-- Opening Marker --

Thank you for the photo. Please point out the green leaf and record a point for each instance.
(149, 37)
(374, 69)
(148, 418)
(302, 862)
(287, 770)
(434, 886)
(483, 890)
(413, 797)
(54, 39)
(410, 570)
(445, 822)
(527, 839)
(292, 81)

-- Closing Marker --

> BRIEF
Retype the records above exactly, so that no line differs from its source.

> WRITTEN SOLUTION
Thank you for the photo. Please point out the green leaf and record a point for each instance.
(149, 37)
(374, 69)
(148, 418)
(302, 862)
(287, 770)
(434, 886)
(483, 890)
(413, 797)
(54, 39)
(410, 570)
(445, 822)
(527, 839)
(292, 81)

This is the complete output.